Despite the rather common assumption that all red wines taste good with cheese, many cheeses can strip the core out of red wine and make it taste flat and hollow. One exception is amarone—which stands up to even the most microbial and salty cheeses. At 15 to 16 percent alcohol and with a Portlike body, amarone is a powerhouse of deep bitter chocolate, mocha, dried fig and earthy flavors. The late Italian wine expert Victor Hazan once told me that he considered amarone is the perfect wine to drink with a roast, being careful to save the last glasses to sip during the finale: a plate of walnuts and bite-size chunks of Parmigiano-Reggiano.

Musque

The term musque (moose KAY) refers to an especially aromatic version of a grape variety. (The word “musk” is an ancient term for perfume). The best example is sauvignon musque, which is more floral and fruity than its sister sauvignon blanc. Though sauvignon musque is still relatively rare, plantings are on the rise in California. Already many of the best sauvignon blanc wines are blends of sauvignon blanc with sauvignon musque. 

Herewith a few items we’ve filed under the heading Don’t Taste. (And, yes, the following all exist).

_RECORD EXCERPTS_
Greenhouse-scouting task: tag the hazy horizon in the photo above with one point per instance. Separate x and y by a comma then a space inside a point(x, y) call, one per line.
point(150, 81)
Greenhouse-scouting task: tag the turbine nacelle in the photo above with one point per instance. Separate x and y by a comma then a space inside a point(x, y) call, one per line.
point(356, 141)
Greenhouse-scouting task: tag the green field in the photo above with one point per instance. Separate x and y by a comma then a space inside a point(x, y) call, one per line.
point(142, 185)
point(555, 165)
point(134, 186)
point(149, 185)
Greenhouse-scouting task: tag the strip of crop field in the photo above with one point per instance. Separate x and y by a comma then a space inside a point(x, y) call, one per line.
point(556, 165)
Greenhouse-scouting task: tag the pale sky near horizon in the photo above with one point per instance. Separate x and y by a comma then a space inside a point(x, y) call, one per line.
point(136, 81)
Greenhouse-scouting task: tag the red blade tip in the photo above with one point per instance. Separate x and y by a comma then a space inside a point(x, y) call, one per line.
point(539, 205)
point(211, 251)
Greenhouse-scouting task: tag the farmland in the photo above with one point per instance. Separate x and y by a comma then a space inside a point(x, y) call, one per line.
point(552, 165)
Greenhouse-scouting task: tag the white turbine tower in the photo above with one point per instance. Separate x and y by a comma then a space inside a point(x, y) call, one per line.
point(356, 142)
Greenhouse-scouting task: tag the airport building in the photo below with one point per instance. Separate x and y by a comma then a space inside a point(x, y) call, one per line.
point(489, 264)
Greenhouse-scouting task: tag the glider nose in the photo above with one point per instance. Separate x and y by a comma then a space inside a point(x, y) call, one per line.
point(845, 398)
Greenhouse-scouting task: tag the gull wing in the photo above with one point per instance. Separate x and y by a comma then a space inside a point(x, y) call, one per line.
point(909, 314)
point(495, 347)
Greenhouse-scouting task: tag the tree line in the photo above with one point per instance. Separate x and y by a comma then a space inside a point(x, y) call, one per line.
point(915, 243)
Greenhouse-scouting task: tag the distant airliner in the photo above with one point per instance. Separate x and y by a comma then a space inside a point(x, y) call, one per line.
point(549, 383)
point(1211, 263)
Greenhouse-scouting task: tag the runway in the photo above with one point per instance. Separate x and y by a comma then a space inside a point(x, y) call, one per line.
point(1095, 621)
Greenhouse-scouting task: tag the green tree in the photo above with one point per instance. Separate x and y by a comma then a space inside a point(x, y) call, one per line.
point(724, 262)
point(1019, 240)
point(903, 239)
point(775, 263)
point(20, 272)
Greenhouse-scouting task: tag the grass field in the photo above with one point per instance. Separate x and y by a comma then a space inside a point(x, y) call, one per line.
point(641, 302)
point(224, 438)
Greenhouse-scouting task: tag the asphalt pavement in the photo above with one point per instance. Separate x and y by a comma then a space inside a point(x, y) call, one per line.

_WORK REQUIRED_
In the wine passage, what alcohol content is given for amarone?

_TASK SOLUTION_
15 to 16 percent